--- SOURCE EXTRACT Enclosed Below ---

Foods & Foodstuffs – Dioxins and PCBs
What are dioxins and PCBs?
Dioxins/furans are a bi-product of incineration processes and some chemical processes.
‘Dioxins’ is a generic name given to 17 specific chlorinated dibenzodioxins and dibenzofurans in which the chlorine atoms present configure in the 2,3,7,8 positions. The most toxic of these being the tetrachlorinated dioxin 2,3,7,8-TCDD. The other sixteen have been given toxic equivalent factors (TEFs) relative to the most toxic, allowing the total effect of exposure to be determined from a single numerical value.
Polychlorinated biphenyls (PCBs) are purposely man-made compounds which had been manufactured from the early part of the twentieth century to the mid 1980’s, when production was banned. Of the 209 possible PCB congeners, twelve have been assessed to have similar toxic effect as dioxins and have therefore been given TEFs for WHO assessment.
Both of these compounds are persistent, do not biodegrade, and bio-accumulate in fatty tissue, generating several hazardous toxic responses.
The main exposure pathway for humans is through food ingestion (circa 90%). This is particularly the case for fatty foods.

--- End of Enclosed SOURCE EXTRACT ---
--- DATASET CONTENT Enclosed Below ---

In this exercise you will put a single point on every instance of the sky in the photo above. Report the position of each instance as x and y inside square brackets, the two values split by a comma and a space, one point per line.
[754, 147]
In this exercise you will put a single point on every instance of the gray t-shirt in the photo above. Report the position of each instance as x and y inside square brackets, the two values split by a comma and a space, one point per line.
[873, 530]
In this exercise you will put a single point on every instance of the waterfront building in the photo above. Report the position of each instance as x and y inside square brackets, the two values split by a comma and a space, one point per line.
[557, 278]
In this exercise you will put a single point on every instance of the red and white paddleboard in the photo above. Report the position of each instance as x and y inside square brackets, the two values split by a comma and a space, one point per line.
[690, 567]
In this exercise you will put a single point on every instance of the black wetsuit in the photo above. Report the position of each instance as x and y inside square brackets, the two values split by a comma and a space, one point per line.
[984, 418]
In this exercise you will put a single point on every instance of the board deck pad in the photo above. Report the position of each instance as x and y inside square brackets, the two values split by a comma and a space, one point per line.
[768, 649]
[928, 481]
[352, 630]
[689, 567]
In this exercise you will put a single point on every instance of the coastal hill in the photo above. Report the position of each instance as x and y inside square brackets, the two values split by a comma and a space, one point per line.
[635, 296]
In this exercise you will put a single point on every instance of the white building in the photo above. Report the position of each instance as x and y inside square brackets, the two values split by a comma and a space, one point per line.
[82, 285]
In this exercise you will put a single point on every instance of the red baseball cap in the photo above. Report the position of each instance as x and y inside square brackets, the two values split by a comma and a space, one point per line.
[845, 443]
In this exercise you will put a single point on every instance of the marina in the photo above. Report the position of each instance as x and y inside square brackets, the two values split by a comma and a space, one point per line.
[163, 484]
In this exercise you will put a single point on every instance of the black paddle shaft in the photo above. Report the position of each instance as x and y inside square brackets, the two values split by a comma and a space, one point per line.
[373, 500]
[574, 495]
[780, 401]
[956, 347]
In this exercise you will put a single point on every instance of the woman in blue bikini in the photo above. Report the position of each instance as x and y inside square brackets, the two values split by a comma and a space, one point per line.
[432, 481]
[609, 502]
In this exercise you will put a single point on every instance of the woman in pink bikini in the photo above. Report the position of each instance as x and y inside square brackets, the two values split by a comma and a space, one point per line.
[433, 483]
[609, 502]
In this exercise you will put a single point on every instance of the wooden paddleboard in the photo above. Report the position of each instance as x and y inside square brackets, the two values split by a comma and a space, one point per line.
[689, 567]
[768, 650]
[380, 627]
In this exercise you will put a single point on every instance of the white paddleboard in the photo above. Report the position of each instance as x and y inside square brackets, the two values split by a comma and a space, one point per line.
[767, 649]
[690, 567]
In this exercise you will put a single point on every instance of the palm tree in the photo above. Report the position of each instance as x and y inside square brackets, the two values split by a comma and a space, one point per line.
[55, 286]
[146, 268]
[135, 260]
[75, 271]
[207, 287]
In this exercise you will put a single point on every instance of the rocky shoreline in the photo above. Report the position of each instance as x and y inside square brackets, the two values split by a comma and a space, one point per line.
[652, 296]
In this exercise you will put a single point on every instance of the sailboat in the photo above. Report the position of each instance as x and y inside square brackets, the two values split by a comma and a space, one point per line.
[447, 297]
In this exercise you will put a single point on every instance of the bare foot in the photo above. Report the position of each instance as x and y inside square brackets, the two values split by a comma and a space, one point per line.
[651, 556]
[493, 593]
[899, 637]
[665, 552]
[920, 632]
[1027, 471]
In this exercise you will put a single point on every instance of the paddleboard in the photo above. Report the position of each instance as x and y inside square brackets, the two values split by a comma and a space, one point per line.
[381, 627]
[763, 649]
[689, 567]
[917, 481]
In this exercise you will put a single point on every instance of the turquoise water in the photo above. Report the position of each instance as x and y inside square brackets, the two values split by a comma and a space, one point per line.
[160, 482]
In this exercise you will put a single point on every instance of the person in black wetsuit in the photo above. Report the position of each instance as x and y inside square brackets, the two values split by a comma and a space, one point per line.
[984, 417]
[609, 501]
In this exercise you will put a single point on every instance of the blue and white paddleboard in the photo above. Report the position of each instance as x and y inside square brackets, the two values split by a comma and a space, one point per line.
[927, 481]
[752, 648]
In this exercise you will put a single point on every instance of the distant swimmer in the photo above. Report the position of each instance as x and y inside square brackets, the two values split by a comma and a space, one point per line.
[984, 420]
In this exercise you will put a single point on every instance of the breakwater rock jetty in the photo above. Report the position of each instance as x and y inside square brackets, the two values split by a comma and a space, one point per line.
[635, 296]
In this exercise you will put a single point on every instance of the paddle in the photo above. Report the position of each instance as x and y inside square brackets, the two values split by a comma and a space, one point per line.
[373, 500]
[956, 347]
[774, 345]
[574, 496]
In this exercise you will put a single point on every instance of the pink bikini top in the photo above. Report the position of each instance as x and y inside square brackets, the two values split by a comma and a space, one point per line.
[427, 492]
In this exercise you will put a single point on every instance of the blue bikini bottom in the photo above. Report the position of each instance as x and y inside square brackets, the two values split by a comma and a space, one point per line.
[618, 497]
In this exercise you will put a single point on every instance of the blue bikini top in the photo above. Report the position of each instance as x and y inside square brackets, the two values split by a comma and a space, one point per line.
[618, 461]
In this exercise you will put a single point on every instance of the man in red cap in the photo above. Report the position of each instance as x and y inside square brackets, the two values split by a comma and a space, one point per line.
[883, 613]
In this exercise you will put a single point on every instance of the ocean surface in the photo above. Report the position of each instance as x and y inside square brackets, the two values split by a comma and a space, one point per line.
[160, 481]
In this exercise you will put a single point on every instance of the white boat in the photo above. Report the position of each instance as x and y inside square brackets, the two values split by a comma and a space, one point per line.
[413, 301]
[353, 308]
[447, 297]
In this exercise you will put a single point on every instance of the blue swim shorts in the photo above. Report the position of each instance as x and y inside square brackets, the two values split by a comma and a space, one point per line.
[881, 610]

--- End of Enclosed DATASET CONTENT ---

(TASK INSTRUCTIONS): Pick up the passage on dioxins and PCBs in food where it stops, and continue it.

(ANSWER BOX):
The quantification and assessment of Dioxins and PCBs is regulated within EU Commission Regulation (CR)1259/2011
The Regulatory Analytical requirements from the Commission Regulations are:
- DL PCBs (12 x Dioxin-Like / WHO 12)
- NDL PCBs ( 6 x Non Dioxin-Like / ICES 6)
The Regulation also requires specific Quality Control and Performance Criteria:
- Accreditation to BS EN ISO/IEC 17025/2005
- Suitable Analytical sensitivity is achieved by Specialist High Resolution GC/MS methods.
- Robust analytical methodology’s to include method blanks, spikes and reference material analysis.
- Participation in recognised proficiency testing schemes.
- Total compliance to EU CR 252/2012 (Foods) – analytical performance.